Point labeling dataset excerpts:
#####
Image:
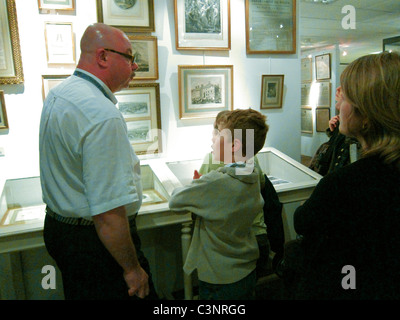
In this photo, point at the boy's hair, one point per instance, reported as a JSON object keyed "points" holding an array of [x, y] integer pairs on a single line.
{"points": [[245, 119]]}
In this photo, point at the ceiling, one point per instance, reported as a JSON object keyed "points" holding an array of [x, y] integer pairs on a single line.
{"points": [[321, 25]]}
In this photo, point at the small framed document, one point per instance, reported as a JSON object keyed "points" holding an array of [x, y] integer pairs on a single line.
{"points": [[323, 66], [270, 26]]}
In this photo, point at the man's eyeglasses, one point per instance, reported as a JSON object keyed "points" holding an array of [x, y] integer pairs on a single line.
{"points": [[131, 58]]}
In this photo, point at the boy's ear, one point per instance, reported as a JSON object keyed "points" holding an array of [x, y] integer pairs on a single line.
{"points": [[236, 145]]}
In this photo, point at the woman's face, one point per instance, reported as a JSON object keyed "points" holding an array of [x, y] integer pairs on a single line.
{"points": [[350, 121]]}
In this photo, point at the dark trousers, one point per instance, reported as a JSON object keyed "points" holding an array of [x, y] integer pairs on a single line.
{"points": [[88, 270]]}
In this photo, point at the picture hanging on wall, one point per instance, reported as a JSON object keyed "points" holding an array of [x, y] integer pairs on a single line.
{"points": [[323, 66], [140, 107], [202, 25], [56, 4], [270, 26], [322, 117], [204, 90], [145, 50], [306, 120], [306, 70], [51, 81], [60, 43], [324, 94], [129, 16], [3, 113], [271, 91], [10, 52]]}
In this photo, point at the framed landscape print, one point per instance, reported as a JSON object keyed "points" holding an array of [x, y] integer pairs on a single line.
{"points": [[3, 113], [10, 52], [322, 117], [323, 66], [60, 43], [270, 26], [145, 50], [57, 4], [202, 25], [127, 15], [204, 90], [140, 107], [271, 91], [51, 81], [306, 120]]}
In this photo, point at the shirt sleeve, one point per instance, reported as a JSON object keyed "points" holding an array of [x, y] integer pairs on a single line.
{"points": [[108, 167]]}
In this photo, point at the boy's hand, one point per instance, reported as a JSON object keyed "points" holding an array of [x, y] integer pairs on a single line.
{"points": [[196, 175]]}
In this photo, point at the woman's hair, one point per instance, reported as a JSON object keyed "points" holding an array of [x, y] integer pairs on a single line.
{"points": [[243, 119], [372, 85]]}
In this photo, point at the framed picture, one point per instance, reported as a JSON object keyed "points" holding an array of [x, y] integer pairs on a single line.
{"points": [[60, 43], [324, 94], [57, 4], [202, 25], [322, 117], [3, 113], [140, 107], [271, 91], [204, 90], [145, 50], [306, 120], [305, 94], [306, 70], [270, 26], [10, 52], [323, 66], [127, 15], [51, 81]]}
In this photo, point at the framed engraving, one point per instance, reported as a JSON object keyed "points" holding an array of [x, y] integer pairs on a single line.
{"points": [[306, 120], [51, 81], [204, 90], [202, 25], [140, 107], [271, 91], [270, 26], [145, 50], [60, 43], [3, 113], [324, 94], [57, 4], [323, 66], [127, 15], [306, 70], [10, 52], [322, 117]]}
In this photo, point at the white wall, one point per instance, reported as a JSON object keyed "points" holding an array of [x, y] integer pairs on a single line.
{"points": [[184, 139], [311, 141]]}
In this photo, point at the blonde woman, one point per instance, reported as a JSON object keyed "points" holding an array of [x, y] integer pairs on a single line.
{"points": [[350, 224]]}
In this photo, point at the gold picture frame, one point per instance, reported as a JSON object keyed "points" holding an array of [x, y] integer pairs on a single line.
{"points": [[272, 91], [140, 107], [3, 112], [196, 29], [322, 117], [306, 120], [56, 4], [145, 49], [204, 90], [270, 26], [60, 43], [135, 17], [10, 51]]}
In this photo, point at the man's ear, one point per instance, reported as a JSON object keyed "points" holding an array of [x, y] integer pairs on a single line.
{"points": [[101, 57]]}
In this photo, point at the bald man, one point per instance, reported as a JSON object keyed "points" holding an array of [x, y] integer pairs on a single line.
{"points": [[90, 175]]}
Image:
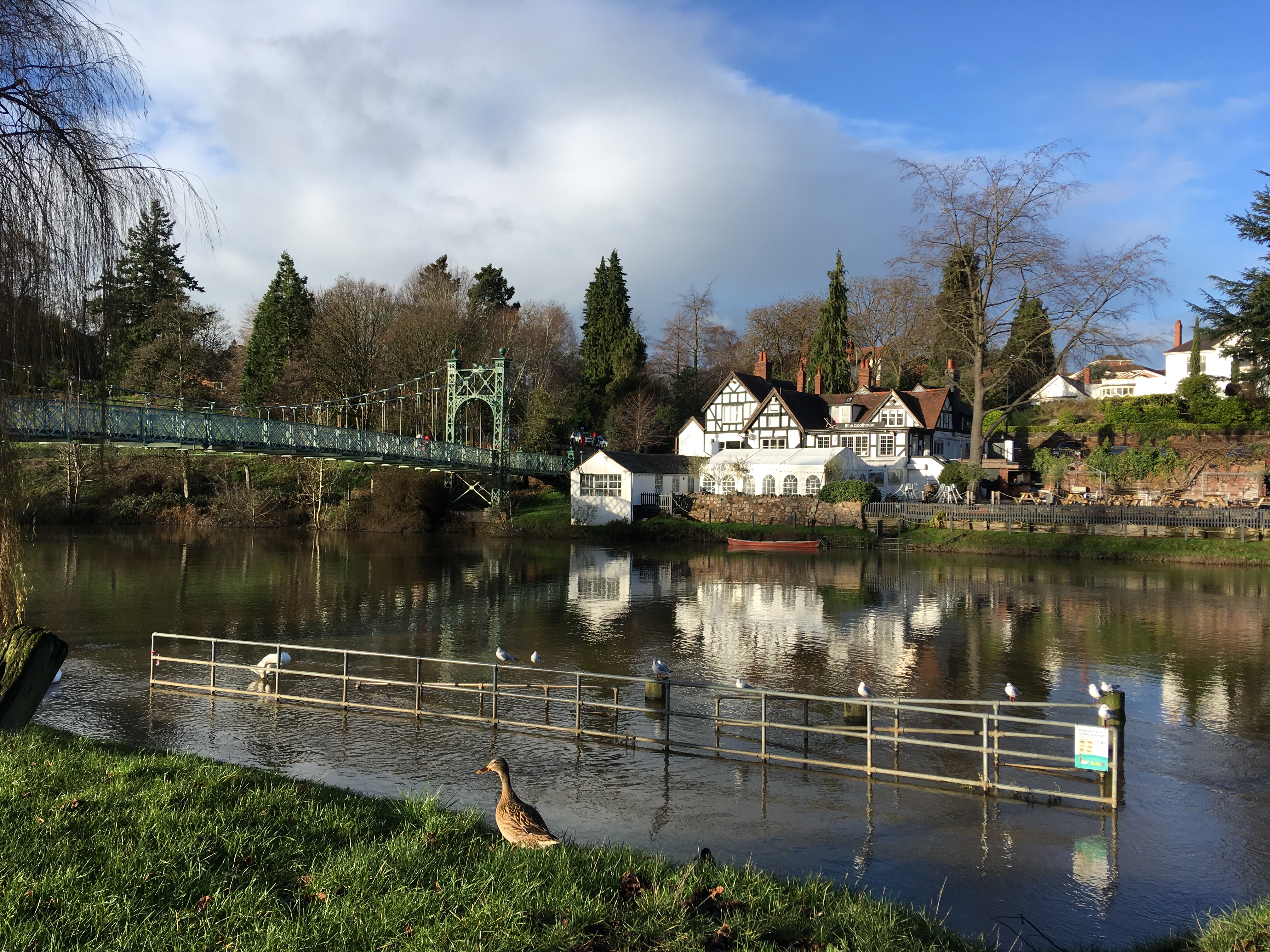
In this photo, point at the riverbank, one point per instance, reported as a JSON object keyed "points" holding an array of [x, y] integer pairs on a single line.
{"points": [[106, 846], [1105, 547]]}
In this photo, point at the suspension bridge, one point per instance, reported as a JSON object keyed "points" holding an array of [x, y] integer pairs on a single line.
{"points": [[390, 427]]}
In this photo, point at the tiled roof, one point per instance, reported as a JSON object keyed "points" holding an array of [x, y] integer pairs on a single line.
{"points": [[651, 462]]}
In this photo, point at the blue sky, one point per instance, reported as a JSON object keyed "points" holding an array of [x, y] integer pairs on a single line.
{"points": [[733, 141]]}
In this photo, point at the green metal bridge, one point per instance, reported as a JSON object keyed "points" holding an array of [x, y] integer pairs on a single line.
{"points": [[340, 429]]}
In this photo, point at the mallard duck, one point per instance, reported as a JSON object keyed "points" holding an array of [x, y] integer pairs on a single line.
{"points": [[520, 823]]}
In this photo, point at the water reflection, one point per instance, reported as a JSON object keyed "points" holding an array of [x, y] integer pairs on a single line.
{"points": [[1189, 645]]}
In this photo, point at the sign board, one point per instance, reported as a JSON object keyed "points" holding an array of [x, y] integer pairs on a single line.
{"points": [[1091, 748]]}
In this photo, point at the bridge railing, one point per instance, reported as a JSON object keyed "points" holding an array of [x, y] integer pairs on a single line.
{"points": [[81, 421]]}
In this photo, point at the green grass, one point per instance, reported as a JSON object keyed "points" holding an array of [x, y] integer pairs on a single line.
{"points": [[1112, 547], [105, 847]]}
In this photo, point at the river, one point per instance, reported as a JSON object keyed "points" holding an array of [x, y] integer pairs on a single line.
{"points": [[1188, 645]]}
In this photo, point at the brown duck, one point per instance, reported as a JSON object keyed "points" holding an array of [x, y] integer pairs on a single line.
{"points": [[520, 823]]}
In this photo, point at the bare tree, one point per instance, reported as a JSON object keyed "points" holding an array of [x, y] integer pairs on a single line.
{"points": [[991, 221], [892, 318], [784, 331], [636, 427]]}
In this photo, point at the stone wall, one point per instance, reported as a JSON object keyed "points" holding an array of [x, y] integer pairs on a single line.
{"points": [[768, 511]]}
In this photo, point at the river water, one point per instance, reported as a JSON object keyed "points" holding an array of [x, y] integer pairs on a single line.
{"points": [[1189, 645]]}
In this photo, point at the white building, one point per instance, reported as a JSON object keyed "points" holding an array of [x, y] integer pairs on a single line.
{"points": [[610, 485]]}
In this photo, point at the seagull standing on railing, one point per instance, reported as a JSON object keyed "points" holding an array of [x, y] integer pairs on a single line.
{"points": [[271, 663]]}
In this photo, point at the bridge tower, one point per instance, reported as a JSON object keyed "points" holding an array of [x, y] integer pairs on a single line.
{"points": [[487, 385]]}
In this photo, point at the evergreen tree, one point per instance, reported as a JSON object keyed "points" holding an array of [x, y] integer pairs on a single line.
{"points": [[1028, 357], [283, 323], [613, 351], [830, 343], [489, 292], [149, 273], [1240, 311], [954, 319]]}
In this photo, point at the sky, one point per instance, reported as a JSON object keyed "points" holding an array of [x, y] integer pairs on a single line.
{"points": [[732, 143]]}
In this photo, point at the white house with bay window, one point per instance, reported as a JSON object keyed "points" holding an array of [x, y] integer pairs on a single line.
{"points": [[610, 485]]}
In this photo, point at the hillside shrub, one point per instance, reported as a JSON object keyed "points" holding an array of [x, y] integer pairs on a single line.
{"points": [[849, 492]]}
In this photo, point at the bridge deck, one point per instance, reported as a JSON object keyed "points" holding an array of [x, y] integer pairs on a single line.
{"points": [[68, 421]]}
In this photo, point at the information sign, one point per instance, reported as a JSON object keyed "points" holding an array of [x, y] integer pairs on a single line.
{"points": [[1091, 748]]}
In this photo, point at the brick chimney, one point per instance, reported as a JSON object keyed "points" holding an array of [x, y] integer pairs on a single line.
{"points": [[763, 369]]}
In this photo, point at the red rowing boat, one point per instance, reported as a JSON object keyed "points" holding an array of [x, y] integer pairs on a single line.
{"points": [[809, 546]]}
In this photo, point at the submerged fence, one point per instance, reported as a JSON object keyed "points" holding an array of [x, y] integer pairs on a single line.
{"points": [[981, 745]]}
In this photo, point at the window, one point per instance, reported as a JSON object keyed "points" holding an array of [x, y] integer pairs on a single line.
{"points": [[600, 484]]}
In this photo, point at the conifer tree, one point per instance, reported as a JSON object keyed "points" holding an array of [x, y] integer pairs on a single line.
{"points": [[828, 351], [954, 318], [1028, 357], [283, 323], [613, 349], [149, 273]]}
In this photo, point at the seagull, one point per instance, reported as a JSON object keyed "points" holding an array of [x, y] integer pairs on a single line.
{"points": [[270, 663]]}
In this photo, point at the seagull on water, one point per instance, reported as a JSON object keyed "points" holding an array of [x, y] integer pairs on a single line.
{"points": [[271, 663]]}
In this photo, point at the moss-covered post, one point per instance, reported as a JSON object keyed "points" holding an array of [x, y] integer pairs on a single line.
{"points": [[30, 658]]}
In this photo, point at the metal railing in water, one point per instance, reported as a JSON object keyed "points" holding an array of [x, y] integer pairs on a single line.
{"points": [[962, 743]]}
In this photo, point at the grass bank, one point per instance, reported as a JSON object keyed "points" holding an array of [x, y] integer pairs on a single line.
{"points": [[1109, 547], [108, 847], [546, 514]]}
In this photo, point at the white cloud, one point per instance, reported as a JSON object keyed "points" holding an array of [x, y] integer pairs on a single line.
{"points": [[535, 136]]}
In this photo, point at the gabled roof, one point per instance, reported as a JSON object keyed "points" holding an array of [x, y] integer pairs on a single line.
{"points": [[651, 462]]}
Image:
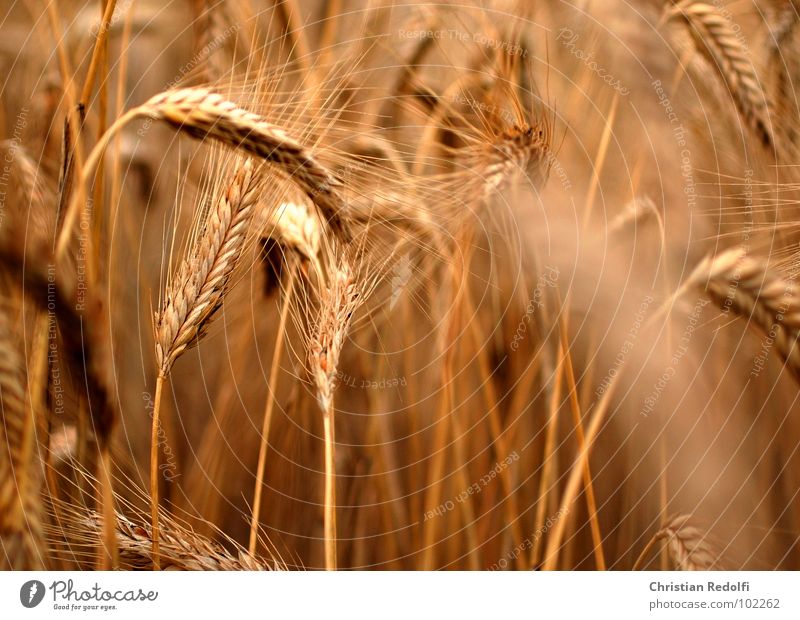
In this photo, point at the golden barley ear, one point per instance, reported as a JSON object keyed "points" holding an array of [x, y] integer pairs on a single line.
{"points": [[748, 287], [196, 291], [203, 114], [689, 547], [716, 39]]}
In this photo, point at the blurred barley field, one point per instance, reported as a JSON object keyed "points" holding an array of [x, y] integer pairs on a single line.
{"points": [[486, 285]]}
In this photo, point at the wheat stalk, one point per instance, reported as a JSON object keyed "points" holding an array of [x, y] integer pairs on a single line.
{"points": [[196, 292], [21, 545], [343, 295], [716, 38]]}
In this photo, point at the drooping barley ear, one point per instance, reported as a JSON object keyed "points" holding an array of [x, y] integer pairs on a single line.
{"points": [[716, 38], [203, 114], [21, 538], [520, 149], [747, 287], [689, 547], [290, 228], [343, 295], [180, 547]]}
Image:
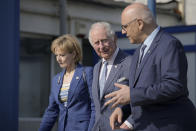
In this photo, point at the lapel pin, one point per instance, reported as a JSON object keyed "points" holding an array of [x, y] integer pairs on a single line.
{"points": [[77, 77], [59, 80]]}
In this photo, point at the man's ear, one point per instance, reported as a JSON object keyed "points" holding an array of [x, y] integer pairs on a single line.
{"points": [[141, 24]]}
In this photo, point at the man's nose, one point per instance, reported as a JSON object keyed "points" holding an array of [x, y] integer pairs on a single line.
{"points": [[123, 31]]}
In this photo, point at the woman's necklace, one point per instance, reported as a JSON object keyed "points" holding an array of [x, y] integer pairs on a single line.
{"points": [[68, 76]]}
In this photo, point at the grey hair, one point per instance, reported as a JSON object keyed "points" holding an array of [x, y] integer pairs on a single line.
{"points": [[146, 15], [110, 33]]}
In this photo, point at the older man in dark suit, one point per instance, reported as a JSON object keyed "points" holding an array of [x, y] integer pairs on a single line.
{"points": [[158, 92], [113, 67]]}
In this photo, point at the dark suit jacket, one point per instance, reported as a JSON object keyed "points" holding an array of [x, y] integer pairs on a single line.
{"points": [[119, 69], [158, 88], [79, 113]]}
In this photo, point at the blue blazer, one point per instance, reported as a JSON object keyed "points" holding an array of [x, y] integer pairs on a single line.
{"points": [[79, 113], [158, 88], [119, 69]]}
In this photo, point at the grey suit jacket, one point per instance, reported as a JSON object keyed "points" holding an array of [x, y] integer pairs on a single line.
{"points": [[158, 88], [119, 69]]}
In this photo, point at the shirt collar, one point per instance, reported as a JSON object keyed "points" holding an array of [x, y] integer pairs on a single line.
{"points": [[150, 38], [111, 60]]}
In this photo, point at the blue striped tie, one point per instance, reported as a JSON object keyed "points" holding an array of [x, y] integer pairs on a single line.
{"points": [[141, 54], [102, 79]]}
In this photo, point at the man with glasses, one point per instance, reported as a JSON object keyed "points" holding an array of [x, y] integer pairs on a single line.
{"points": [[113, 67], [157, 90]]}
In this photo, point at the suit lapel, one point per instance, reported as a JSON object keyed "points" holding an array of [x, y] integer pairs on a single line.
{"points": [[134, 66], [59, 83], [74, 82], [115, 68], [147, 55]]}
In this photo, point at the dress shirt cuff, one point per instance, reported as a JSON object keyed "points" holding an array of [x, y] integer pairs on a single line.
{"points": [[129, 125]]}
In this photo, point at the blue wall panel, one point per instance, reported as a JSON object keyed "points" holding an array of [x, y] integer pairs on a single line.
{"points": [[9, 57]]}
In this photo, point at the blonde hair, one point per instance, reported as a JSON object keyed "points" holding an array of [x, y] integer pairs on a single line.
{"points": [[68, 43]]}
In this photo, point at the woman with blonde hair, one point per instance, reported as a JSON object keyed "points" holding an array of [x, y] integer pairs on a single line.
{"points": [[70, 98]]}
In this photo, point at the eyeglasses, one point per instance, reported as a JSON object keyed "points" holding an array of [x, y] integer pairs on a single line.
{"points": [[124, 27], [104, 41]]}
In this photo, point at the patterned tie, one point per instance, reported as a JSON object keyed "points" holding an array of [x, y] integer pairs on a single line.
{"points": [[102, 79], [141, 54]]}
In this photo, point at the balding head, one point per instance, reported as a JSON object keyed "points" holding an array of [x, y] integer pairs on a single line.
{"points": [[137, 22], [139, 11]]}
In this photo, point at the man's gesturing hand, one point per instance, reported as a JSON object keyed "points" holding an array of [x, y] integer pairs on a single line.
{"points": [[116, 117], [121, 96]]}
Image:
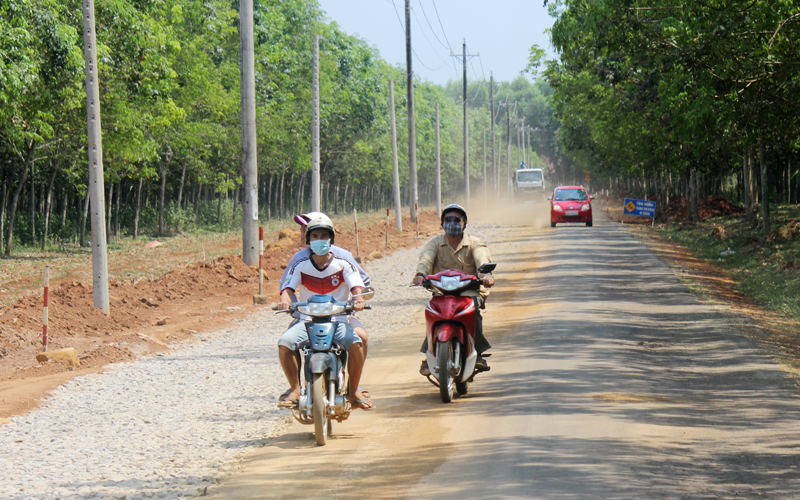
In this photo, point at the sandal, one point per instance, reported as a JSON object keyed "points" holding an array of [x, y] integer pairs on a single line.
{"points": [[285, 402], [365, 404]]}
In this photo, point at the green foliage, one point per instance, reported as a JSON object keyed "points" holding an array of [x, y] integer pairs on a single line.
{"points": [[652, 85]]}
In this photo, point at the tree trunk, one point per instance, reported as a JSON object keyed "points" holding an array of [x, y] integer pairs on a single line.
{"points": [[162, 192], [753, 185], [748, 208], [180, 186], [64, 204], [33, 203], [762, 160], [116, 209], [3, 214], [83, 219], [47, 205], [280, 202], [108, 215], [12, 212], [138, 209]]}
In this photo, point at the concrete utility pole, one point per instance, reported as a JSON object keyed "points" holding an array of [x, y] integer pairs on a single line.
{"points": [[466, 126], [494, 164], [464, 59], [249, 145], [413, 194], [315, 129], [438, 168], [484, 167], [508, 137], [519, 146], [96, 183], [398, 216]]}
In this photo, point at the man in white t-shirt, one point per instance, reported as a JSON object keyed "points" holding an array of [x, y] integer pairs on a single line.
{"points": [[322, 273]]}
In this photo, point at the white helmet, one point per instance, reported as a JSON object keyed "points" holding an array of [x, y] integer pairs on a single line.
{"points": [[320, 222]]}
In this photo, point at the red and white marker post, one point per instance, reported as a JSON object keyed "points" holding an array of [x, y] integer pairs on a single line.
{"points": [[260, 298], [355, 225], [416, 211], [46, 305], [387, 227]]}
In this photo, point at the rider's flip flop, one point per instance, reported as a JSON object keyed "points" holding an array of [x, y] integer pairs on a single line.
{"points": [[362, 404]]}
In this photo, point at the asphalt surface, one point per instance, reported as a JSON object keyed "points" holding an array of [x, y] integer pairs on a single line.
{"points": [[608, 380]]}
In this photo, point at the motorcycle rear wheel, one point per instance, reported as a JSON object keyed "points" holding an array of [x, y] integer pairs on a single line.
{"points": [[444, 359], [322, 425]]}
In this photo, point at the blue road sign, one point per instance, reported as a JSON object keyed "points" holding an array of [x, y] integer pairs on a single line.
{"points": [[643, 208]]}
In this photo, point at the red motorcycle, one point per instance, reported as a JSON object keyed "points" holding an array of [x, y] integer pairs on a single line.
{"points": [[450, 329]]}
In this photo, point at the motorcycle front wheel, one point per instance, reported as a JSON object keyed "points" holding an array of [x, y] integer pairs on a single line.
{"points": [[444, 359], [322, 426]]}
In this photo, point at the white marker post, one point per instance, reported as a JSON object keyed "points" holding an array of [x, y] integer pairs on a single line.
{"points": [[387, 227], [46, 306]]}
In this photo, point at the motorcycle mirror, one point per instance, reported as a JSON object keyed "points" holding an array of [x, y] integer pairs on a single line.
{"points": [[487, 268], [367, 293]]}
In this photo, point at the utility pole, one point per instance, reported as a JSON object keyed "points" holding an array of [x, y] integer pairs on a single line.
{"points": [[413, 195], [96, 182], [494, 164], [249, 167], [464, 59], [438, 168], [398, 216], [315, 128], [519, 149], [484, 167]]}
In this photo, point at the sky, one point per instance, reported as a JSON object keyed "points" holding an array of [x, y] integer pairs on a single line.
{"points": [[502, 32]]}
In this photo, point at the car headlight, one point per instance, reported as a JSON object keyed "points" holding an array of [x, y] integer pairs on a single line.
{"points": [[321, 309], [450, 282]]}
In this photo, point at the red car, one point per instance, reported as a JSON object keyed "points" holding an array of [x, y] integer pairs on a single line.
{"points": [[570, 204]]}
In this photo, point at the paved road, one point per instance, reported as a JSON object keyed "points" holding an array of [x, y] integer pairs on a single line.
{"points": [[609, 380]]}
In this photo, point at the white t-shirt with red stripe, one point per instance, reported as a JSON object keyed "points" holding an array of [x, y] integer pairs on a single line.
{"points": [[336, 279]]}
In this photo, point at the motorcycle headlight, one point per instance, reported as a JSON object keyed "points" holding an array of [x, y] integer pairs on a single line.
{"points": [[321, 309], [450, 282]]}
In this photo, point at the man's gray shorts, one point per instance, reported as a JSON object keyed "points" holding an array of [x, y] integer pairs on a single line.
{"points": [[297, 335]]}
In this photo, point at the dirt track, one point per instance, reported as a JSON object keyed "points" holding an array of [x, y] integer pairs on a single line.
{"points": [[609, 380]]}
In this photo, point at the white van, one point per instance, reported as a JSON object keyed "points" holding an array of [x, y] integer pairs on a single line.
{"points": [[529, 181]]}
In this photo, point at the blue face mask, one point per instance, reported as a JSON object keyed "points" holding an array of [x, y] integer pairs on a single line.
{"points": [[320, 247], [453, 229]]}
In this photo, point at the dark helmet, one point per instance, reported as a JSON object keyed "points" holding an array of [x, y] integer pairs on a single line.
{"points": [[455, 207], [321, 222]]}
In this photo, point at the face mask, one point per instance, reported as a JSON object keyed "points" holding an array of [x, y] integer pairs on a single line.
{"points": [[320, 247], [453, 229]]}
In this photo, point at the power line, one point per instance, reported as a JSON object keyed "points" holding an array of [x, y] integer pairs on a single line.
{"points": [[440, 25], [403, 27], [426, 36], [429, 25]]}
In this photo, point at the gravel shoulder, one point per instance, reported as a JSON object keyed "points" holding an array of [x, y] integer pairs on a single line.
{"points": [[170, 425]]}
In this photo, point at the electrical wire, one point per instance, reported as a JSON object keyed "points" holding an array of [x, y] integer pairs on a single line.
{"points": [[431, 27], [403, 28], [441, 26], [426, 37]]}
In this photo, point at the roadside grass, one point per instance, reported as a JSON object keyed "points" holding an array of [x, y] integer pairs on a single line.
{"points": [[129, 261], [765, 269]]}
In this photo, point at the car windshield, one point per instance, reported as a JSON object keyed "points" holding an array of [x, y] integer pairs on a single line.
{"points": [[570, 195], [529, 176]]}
#####
Quote the lines of the listing above that run from the line with "In this photo, point at the electrical" through its last line, both included, and nothing else.

[COMPLETED EXERCISE]
In this photo, point at the electrical wire, one point per instance, reported as a JSON object keyed "points" holding an array of [x, y] integer pairs on a single line.
{"points": [[431, 27], [403, 28], [441, 26], [426, 37]]}
In this photo, point at the roadside grass, one point per instance, reported as a JSON object keyed "points" holding an array of [x, y] integer pairs on a single line.
{"points": [[129, 261], [765, 269]]}
In this photo, point at the car windshield, one point per instance, reported as a JSON object keyed "points" holding an array of [x, y] integer pairs on a single line.
{"points": [[570, 195], [529, 176]]}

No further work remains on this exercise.